> **Requirement**: Copy out every line in the data below that contains the word "hand".

★ ★ ★ ★

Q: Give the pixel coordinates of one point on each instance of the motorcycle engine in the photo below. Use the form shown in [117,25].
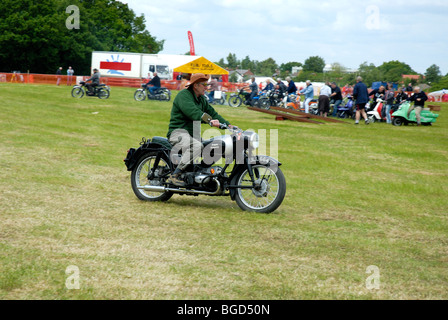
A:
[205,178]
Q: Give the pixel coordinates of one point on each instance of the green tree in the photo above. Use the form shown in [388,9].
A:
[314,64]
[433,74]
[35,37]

★ ★ ★ ★

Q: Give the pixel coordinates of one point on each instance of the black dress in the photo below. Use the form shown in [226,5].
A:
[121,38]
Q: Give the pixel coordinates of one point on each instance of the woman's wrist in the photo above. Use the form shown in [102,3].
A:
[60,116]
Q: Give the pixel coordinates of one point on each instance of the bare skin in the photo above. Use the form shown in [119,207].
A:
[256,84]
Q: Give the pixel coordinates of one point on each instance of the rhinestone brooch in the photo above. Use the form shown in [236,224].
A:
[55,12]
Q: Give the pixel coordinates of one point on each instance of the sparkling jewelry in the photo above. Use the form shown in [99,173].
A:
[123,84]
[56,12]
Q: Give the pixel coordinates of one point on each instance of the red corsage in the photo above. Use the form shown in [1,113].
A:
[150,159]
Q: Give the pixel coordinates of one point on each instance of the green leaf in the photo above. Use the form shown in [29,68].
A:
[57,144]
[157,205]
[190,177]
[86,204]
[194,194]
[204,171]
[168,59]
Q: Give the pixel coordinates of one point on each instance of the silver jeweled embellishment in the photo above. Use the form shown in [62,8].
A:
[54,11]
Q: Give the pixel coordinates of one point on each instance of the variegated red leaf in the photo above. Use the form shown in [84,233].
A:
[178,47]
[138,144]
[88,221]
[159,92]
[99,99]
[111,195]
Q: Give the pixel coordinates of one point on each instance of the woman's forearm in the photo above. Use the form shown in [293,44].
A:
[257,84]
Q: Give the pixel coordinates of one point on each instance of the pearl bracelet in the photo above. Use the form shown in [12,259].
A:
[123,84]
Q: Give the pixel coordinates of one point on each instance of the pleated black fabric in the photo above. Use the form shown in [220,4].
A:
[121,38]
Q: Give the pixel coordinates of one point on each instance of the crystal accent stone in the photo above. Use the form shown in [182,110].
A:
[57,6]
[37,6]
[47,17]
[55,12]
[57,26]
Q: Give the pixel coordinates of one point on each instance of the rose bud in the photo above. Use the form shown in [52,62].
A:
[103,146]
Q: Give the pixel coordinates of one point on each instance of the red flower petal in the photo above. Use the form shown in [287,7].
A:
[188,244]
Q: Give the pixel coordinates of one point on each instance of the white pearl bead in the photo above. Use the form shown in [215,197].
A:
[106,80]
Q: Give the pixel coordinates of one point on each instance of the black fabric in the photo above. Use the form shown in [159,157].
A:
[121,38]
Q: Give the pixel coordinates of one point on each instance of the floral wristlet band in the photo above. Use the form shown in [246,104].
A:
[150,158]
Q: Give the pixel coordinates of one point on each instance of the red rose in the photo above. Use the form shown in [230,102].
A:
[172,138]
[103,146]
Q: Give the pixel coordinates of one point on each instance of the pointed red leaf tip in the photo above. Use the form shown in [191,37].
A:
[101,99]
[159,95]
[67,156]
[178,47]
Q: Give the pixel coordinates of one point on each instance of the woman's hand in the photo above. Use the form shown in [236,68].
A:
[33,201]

★ ★ ★ ★

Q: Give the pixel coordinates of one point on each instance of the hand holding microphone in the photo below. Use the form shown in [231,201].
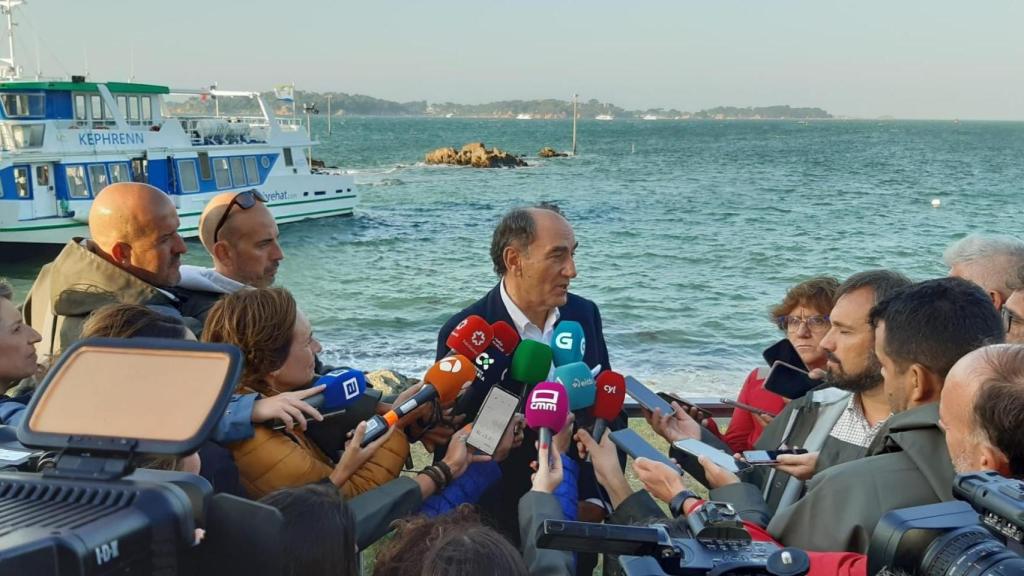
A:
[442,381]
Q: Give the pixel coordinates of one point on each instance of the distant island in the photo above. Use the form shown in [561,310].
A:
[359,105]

★ ★ ★ ★

> **Response**:
Q: Give the pixel coordinates of one point on each instance of the woman's hand in the photo above. Use the form shown in [236,68].
Q: Give the pixel coordinates of one point on each instance of the hand holding microphone in the photo below. Use the form shown in [231,201].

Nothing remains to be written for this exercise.